THE RECORDS:
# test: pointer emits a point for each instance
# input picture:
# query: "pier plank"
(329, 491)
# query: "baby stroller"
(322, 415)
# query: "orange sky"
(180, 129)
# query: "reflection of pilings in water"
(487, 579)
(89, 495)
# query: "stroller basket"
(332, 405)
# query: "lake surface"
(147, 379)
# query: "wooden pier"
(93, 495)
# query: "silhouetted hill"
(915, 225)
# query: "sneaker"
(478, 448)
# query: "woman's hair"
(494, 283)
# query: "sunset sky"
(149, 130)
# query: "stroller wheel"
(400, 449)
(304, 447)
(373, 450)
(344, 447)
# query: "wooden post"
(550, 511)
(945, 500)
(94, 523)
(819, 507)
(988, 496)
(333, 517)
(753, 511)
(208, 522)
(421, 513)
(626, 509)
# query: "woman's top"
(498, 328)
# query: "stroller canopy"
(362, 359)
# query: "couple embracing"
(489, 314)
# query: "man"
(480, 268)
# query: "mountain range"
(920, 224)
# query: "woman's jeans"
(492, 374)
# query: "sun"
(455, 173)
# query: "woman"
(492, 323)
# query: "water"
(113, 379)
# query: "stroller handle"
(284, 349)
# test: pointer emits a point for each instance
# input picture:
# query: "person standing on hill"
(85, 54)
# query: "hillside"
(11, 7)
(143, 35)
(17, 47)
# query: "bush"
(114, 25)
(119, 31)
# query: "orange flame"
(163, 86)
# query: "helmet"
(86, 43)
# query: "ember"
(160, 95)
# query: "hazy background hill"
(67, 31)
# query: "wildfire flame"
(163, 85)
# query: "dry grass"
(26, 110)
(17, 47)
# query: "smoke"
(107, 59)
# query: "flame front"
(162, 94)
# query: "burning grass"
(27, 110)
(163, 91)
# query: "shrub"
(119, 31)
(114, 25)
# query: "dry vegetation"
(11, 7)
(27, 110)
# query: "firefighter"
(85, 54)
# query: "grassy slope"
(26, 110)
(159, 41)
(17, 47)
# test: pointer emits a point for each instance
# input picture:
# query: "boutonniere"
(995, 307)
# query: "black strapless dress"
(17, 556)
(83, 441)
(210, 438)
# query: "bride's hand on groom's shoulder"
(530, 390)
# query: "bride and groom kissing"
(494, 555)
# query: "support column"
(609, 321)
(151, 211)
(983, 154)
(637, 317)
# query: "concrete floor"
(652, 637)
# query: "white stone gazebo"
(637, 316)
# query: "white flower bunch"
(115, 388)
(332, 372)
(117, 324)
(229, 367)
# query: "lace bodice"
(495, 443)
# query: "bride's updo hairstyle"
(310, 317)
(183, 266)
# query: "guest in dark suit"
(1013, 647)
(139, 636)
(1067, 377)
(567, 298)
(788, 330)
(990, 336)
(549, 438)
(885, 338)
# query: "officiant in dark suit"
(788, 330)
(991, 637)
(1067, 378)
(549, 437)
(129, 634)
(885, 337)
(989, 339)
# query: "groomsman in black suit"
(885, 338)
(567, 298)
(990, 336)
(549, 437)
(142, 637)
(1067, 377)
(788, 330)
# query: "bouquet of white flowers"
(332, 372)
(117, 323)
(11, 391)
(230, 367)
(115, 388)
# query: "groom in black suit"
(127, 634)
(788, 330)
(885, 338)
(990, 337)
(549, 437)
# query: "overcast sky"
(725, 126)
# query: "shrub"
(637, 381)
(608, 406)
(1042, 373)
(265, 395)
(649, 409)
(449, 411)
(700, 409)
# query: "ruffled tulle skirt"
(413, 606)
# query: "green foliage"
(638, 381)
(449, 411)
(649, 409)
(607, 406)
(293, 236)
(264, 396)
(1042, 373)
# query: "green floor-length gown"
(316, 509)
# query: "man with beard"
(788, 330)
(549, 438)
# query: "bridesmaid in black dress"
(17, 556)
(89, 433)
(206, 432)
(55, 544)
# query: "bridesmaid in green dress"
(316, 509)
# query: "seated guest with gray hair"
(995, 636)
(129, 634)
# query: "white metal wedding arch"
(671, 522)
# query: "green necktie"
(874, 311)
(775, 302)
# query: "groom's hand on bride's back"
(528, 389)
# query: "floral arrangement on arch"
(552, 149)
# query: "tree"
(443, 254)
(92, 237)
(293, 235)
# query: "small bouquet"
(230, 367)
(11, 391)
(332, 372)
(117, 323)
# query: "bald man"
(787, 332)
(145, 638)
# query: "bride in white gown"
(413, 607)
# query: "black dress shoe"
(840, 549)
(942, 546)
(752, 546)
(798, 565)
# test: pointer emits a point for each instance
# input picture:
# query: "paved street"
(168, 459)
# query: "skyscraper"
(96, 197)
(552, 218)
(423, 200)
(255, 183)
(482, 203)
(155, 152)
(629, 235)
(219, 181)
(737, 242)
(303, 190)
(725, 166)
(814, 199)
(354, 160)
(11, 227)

EXERCISE:
Output the records in full. Match them exactly.

ANSWER BOX:
# test: pointer emits a point for each instance
# input picture:
# query: "pier plank"
(329, 491)
# query: "baby stroller"
(322, 415)
# query: "orange sky"
(180, 129)
# query: "reflection of pilings in water"
(487, 579)
(89, 495)
# query: "stroller basket"
(332, 405)
# query: "lake surface"
(147, 379)
# query: "wooden pier"
(93, 495)
# query: "silhouetted hill"
(915, 225)
# query: "sneaker"
(478, 448)
# query: "woman's hair"
(494, 283)
# query: "sunset sky"
(149, 130)
# query: "stroller wheel"
(400, 449)
(304, 447)
(373, 450)
(344, 447)
# query: "wooden post"
(550, 511)
(945, 500)
(94, 523)
(819, 507)
(988, 496)
(333, 517)
(753, 511)
(208, 522)
(421, 513)
(626, 509)
# query: "woman's top"
(498, 328)
# query: "stroller canopy"
(362, 359)
# query: "couple embracing"
(489, 314)
# query: "man"
(480, 268)
# query: "mountain range"
(920, 224)
# query: "woman's jeans"
(492, 374)
# query: "sun"
(455, 173)
# query: "woman"
(492, 323)
# query: "water"
(113, 379)
# query: "stroller handle"
(284, 349)
# test: pointer emits a point for each instance
# input picture:
# query: "person standing on hill"
(85, 54)
# query: "hillside"
(11, 7)
(143, 35)
(17, 47)
# query: "bush"
(114, 25)
(119, 31)
# query: "orange flame"
(163, 86)
# query: "helmet"
(86, 43)
# query: "ember"
(160, 95)
# query: "hazy background hill"
(67, 31)
# query: "wildfire flame"
(163, 85)
# query: "dry grass"
(26, 110)
(17, 47)
# query: "smoke"
(107, 59)
# query: "flame front"
(162, 94)
# query: "burning grass"
(27, 110)
(163, 91)
# query: "shrub"
(119, 31)
(114, 25)
# query: "dry vegetation"
(11, 7)
(27, 110)
# query: "firefighter"
(85, 54)
# query: "grassy slope"
(26, 110)
(159, 41)
(17, 47)
# test: pointer emits a point for each instance
# input picture:
# query: "boutonniere"
(995, 307)
# query: "black strapless dress"
(17, 556)
(83, 441)
(210, 438)
# query: "bride's hand on groom's shoulder"
(530, 390)
# query: "bride and groom kissing"
(494, 555)
# query: "support column"
(609, 321)
(151, 211)
(983, 154)
(637, 317)
# query: "concrete floor"
(652, 637)
# query: "white stone gazebo"
(637, 316)
# query: "white flower bunch"
(115, 388)
(332, 372)
(117, 324)
(229, 367)
# query: "lace bodice"
(495, 443)
# query: "bride's updo hairstyle"
(310, 317)
(183, 266)
# query: "guest in dark suit"
(1013, 647)
(139, 636)
(1067, 377)
(567, 298)
(788, 330)
(990, 336)
(549, 438)
(885, 338)
# query: "officiant in dark suit"
(788, 330)
(991, 637)
(1067, 378)
(549, 437)
(129, 634)
(885, 337)
(989, 339)
# query: "groomsman in black suit"
(885, 338)
(567, 298)
(990, 336)
(549, 437)
(142, 637)
(1067, 377)
(788, 330)
# query: "bouquet of white flowers"
(332, 372)
(117, 323)
(11, 391)
(230, 367)
(115, 388)
# query: "groom in black suit"
(127, 634)
(788, 330)
(885, 338)
(990, 337)
(549, 437)
# query: "overcast sky"
(725, 126)
# query: "shrub"
(637, 381)
(608, 406)
(1042, 373)
(265, 395)
(649, 409)
(449, 411)
(700, 409)
# query: "ruffled tulle skirt"
(413, 606)
# query: "green foliage"
(638, 381)
(449, 411)
(649, 409)
(607, 406)
(293, 236)
(264, 396)
(1042, 373)
# query: "green floor-length gown"
(316, 509)
# query: "man with beard"
(788, 330)
(549, 438)
# query: "bridesmaid in black dress"
(17, 556)
(89, 433)
(206, 432)
(55, 544)
# query: "bridesmaid in green dress"
(316, 509)
# query: "seated guest with gray hair"
(995, 636)
(129, 634)
# query: "white metal wedding arch"
(671, 522)
# query: "green necktie"
(874, 311)
(775, 302)
# query: "groom's hand on bride's back"
(528, 389)
# query: "floral arrangement on arch"
(552, 149)
# query: "tree"
(443, 254)
(92, 237)
(293, 235)
# query: "small bouquet"
(230, 367)
(11, 391)
(332, 372)
(117, 323)
# query: "bald man"
(787, 332)
(145, 638)
# query: "bride in white gown"
(413, 607)
# query: "black dress shoe"
(840, 549)
(942, 546)
(752, 546)
(798, 565)
# test: pointer emits a point for each instance
# input picture:
# query: "paved street"
(168, 459)
# query: "skyscraper"
(96, 197)
(552, 218)
(423, 200)
(255, 183)
(482, 203)
(155, 152)
(629, 235)
(219, 181)
(737, 242)
(303, 190)
(725, 166)
(814, 199)
(354, 160)
(11, 227)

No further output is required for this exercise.